>> BEGIN

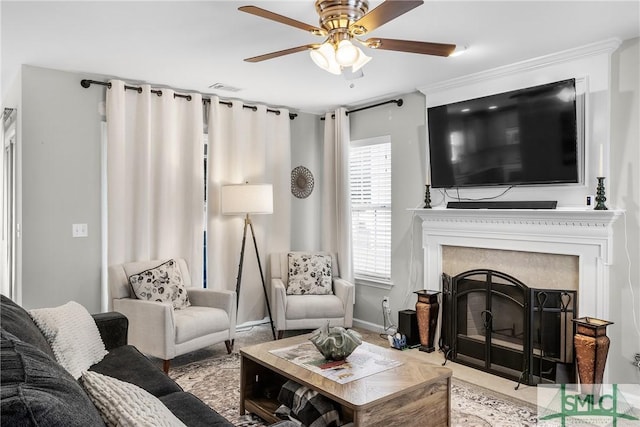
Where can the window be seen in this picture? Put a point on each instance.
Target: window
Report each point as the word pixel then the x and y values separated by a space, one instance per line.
pixel 370 181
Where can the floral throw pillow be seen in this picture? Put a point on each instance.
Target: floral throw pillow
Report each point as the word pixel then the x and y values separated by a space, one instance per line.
pixel 162 284
pixel 309 274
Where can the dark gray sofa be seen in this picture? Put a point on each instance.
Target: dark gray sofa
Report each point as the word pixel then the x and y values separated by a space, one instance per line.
pixel 37 391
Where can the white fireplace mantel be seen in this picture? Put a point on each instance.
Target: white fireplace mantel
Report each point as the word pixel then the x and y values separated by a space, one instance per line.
pixel 586 234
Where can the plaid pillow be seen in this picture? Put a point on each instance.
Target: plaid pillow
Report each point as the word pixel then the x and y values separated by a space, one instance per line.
pixel 309 407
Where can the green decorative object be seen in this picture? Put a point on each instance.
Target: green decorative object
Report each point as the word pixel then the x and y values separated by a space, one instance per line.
pixel 335 343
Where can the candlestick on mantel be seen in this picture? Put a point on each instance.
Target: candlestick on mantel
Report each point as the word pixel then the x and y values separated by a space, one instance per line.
pixel 427 197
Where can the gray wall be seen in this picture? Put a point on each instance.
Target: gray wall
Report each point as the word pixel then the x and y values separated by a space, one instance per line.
pixel 60 137
pixel 306 150
pixel 625 194
pixel 406 127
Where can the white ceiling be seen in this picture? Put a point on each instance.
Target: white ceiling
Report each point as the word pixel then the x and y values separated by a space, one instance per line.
pixel 191 45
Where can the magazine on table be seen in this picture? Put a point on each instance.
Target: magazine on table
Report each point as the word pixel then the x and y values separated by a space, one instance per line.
pixel 359 364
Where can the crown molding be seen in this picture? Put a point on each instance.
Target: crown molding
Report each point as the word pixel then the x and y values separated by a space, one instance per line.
pixel 607 46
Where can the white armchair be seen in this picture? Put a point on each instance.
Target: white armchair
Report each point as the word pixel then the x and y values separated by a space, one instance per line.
pixel 293 312
pixel 158 330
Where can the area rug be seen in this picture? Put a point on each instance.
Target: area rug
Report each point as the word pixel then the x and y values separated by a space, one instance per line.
pixel 216 381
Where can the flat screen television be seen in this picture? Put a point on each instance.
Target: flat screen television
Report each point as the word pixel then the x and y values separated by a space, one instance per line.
pixel 523 137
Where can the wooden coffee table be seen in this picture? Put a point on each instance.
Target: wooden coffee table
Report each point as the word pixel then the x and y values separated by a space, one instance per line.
pixel 415 393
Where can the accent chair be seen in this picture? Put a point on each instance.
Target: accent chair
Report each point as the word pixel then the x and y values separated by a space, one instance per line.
pixel 159 330
pixel 308 310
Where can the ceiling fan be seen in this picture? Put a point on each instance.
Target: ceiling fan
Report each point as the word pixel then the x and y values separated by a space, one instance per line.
pixel 342 21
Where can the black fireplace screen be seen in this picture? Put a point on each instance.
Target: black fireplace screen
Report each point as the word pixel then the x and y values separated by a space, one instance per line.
pixel 496 323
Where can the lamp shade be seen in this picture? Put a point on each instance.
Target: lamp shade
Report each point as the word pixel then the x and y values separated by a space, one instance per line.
pixel 243 199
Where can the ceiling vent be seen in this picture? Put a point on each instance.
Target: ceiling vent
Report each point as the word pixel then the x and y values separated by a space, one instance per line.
pixel 222 86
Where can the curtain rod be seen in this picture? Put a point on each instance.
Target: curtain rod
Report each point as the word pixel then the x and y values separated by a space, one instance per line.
pixel 398 102
pixel 85 83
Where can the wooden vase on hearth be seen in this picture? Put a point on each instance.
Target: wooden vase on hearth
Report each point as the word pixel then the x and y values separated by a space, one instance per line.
pixel 427 308
pixel 591 348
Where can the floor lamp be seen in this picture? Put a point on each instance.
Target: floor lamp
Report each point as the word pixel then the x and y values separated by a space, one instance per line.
pixel 248 199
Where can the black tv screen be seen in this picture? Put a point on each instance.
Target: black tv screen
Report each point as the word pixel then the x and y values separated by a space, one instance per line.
pixel 523 137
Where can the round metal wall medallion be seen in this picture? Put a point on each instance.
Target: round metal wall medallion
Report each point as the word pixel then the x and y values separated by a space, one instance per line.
pixel 301 182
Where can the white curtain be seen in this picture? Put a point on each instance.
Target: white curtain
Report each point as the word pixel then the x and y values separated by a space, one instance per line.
pixel 155 177
pixel 246 146
pixel 336 204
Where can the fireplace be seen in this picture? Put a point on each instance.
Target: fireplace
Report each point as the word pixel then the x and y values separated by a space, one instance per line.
pixel 584 234
pixel 494 322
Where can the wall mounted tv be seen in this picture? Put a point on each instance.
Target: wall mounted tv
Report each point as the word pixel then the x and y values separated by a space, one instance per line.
pixel 523 137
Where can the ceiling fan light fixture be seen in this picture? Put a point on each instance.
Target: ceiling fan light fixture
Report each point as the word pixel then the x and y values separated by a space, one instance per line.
pixel 325 58
pixel 346 53
pixel 362 60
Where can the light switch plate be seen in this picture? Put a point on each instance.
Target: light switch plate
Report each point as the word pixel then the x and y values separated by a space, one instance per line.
pixel 80 230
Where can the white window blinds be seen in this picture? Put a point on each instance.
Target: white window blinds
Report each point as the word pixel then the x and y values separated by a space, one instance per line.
pixel 370 180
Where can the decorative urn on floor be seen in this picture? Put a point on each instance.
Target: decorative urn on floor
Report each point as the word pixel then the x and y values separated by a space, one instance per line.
pixel 592 345
pixel 335 343
pixel 427 314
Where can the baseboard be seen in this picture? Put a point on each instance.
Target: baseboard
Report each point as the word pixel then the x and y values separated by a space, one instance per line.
pixel 250 324
pixel 373 327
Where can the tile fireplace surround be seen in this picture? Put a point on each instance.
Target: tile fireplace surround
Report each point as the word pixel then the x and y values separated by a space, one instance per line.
pixel 586 234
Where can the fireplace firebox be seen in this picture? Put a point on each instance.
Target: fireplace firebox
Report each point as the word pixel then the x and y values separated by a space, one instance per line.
pixel 494 322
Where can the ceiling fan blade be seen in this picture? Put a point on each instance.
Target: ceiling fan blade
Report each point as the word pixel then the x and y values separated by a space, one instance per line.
pixel 425 48
pixel 263 13
pixel 272 55
pixel 382 14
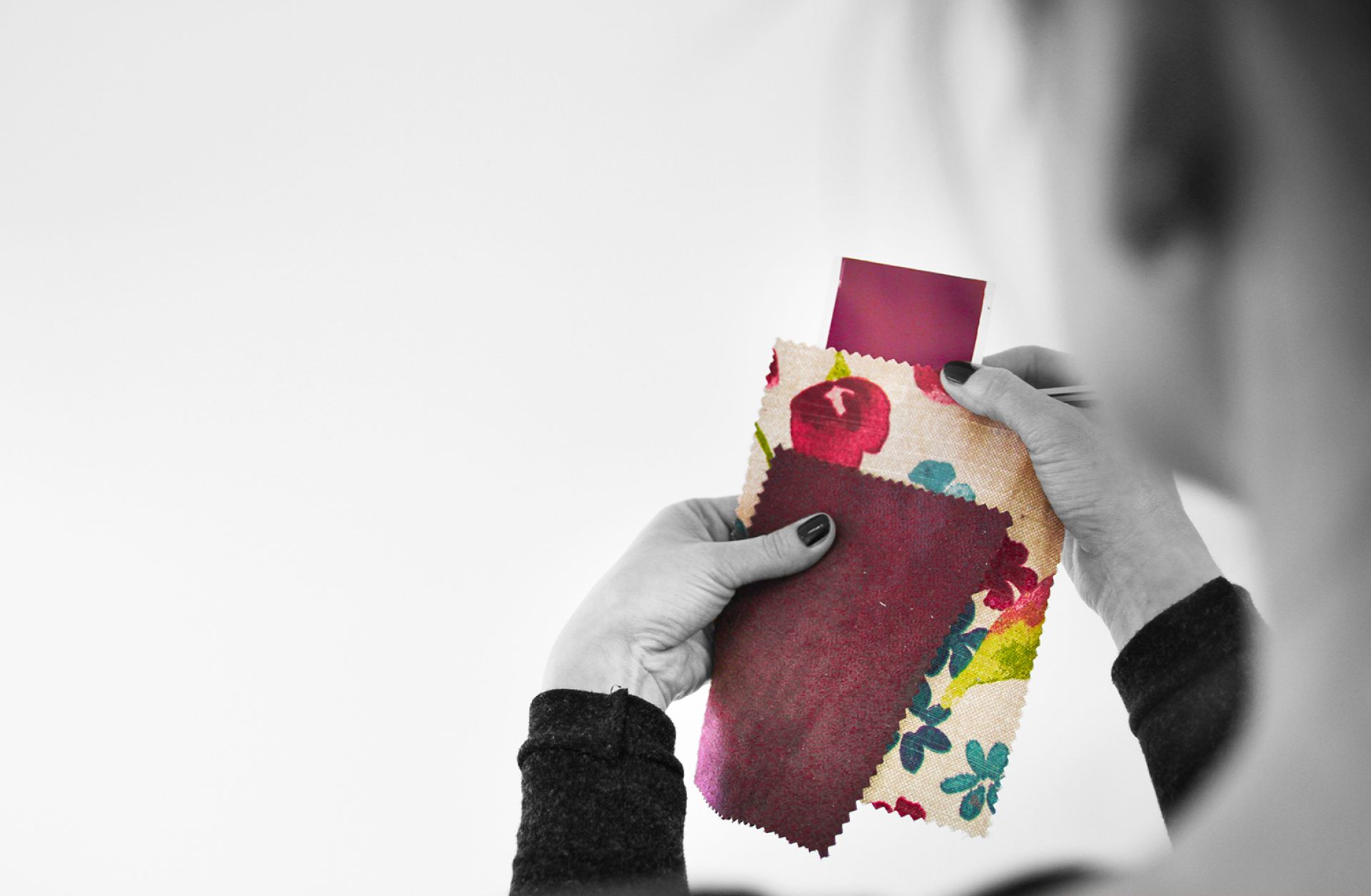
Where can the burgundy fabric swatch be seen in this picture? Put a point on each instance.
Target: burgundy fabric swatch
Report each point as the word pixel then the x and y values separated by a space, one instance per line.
pixel 908 316
pixel 813 672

>> END

▶ _WHAT NEEDS TO BE DONE_
Convert all of the material above into a JSON list of strings with one string for each line, dropping blank lines and leaving the pictures out.

▶ _FULL SOLUTION_
[
  "Where can the window be seen in this picture? Put a point on each instance.",
  "Target: window",
  "Report each point as the word pixel then the x and y values separated by a space, one instance per line.",
  "pixel 370 181",
  "Where can the floral throw pillow be seen in this picture? Put a point on each instance.",
  "Target: floral throw pillow",
  "Report each point as the word pixel then the x and y values separated by a space, one instance per line.",
  "pixel 162 284",
  "pixel 309 274",
  "Where can the dark gray sofa be seen in this picture? Put a point on each instance.",
  "Target: dark gray sofa",
  "Report each point as the word pixel then the x and y values separated by a space, one instance per line.",
  "pixel 37 391",
  "Where can the white fireplace mantel be seen in this picture? Put a point on each instance.",
  "Target: white fireplace mantel",
  "Report each point as the word pixel then the x and y values separated by a space, one instance per line.",
  "pixel 586 234",
  "Where can the plaid pillow be seen in this picture? Put a point on each instance.",
  "Target: plaid pillow",
  "Report each point as the word pixel then the x and y values separated by a space, one instance per line.",
  "pixel 309 407",
  "Where can the green decorative object be seen in this picture? Put a point on each instance.",
  "Target: green decorative object",
  "Report each point as the word pixel then the x and y values separated by a space, one instance per line.",
  "pixel 335 343",
  "Where can the candlestick on mantel be seen in this picture? Put a point on each instance.",
  "Target: candlestick on mantel",
  "Report each point as the word pixel then the x and y values separated by a space, one instance per line.",
  "pixel 427 197",
  "Where can the gray wall be seen in this picture? Put a point on each instance.",
  "Target: gray wall",
  "Report each point as the word pixel then the x and y values separated by a space, one instance per line.",
  "pixel 60 137",
  "pixel 306 150",
  "pixel 625 194",
  "pixel 406 127",
  "Where can the white ceiling be seen in this picture? Put a point on each instance.",
  "Target: white ceiling",
  "Report each point as the word pixel then the x and y values separated by a space, one instance per line.",
  "pixel 191 45",
  "Where can the magazine on table be seen in this picture? Put a point on each instance.",
  "Target: magazine on table",
  "Report each point as the word pixel then the x and y values separated by a space, one instance per line.",
  "pixel 359 364",
  "Where can the crown molding be seen in this picture? Put a point on each instance.",
  "Target: crown molding",
  "Report each point as the word pixel then the x and y values separated by a space, one instance per line.",
  "pixel 607 46",
  "Where can the white armchair be seen in this picture? Put a point on each instance.",
  "Target: white armchair",
  "Report each point as the word pixel then the x and y values separated by a space, one instance per line.",
  "pixel 293 312",
  "pixel 158 330",
  "Where can the area rug be seen in this picture? Put a point on each instance.",
  "Target: area rug",
  "Report each point as the word pixel then the x and y values separated by a space, one instance per line.",
  "pixel 216 381",
  "Where can the flat screen television be seen in this picture? Put a point on each instance.",
  "Target: flat screen television",
  "Report each point as the word pixel then the x and y values separated by a space, one instance per line.",
  "pixel 523 137",
  "Where can the wooden coffee table be seen in this picture? Put a point on each instance.",
  "Target: wooden coffee table",
  "Report each point as the word pixel then the x and y values separated by a space, one instance per line.",
  "pixel 415 393",
  "Where can the accent chair be seen in this picture? Put a point on each instance.",
  "Target: accent chair",
  "Report each point as the word pixel then the x and y values separated by a space, one instance per line.",
  "pixel 159 330",
  "pixel 308 310",
  "Where can the ceiling fan be seen in this picture? Put a point on each instance.",
  "Target: ceiling fan",
  "Report each point as the word pixel then the x and y values separated by a space, one instance per line.",
  "pixel 342 21",
  "Where can the black fireplace screen be seen in this picture? Put a point on each instance.",
  "Target: black fireplace screen",
  "Report each point as the word pixel then the x and y values separated by a space, one instance per line.",
  "pixel 496 323",
  "Where can the lamp shade be seen in this picture? Put a point on each instance.",
  "Target: lamp shade",
  "Report each point as the word pixel then the x and y values separated by a space, one instance per line.",
  "pixel 243 199",
  "Where can the ceiling vent be seen in this picture? Put a point on each instance.",
  "Target: ceiling vent",
  "Report each point as the word pixel then the x and y values separated by a space, one instance per line.",
  "pixel 222 86",
  "Where can the curtain rod be seen in this picture? Put a point on each instance.",
  "Target: curtain rod",
  "Report each point as the word pixel then the x and y values separated by a space, one instance per line.",
  "pixel 398 102",
  "pixel 85 83",
  "Where can the wooden vase on hearth be seen in this picture? Put a point on each instance.",
  "Target: wooden vase on hearth",
  "Report each point as the word pixel then the x and y values separated by a space, one instance per line.",
  "pixel 427 308",
  "pixel 591 348",
  "Where can the floor lamp be seen in this picture? Put a point on each instance.",
  "Target: floor lamp",
  "Report each point as the word pixel then the x and y values separated by a space, one instance per line.",
  "pixel 248 199",
  "Where can the black tv screen be seen in this picture? Put a point on each instance.",
  "Target: black tv screen",
  "Report each point as the word pixel then the x and y values separated by a space, one instance per line.",
  "pixel 523 137",
  "Where can the round metal wall medallion be seen in this picture? Put a point on each instance.",
  "Target: round metal wall medallion",
  "Report each point as the word pixel then the x and y values separated by a space, one instance per line.",
  "pixel 301 182",
  "Where can the white curtain be seen in this picture? Put a point on each instance.",
  "Target: white curtain",
  "Report each point as the word pixel then the x and y values separated by a space, one instance per line.",
  "pixel 155 177",
  "pixel 246 146",
  "pixel 336 204",
  "Where can the fireplace be seen in this picture? Put a point on each instance.",
  "Target: fireplace",
  "Report each point as the word pixel then the x and y values separated by a space, one instance per line.",
  "pixel 584 234",
  "pixel 494 322",
  "Where can the wall mounted tv be seen in this picture? Put a point on each instance.",
  "Target: wall mounted tv",
  "Report each point as the word pixel then the x and y values separated by a space, one instance per line.",
  "pixel 523 137",
  "Where can the ceiling fan light fixture be seen in this picture? Put a point on each instance.",
  "Target: ceiling fan light fixture",
  "Report each point as the word pixel then the x and y values separated by a space, one instance per line.",
  "pixel 325 58",
  "pixel 346 53",
  "pixel 362 60",
  "Where can the light switch plate be seen in this picture? Put a point on each instance.",
  "Target: light switch plate",
  "Report each point as the word pixel then the x and y values separated by a space, one instance per line.",
  "pixel 80 230",
  "Where can the white window blinds be seen in this picture? Put a point on each instance.",
  "Target: white window blinds",
  "Report each point as the word pixel then the x and y values separated by a space, one instance per line.",
  "pixel 370 180",
  "Where can the decorative urn on floor be seen in this picture? Put a point on each instance.",
  "Target: decorative urn on floor",
  "Report each point as the word pixel then the x and y values separated by a space, one instance per line.",
  "pixel 592 345",
  "pixel 335 343",
  "pixel 427 314",
  "Where can the baseboard be seen in this picture? Put a point on each instance.",
  "Target: baseboard",
  "Report each point as the word pixel then the x and y values separated by a space, one instance per line.",
  "pixel 250 324",
  "pixel 373 327",
  "Where can the tile fireplace surround be seen in this picture? Put a point on each instance.",
  "Target: tile fireplace surround",
  "Report each point as the word pixel then the x and y values separated by a space, one instance per line.",
  "pixel 586 234",
  "Where can the fireplace firebox be seen in this picture? Put a point on each instance.",
  "Target: fireplace firebox",
  "Report each point as the word pixel then the x and y values separated by a space, one instance per line.",
  "pixel 494 322",
  "Where can the ceiling fan blade be seen in this picture? Put a point on each instance.",
  "Target: ceiling fan blade",
  "Report each point as the word pixel then the x and y values separated by a space, one instance per line.",
  "pixel 425 48",
  "pixel 263 13",
  "pixel 272 55",
  "pixel 382 14",
  "Where can the burgundy fabric swatch be seen in this picture? Put a point on each instance.",
  "Target: burgundy fabric swatch",
  "Report each point as the word pixel then the x and y values separated by a space, one instance per line.",
  "pixel 908 316",
  "pixel 813 672"
]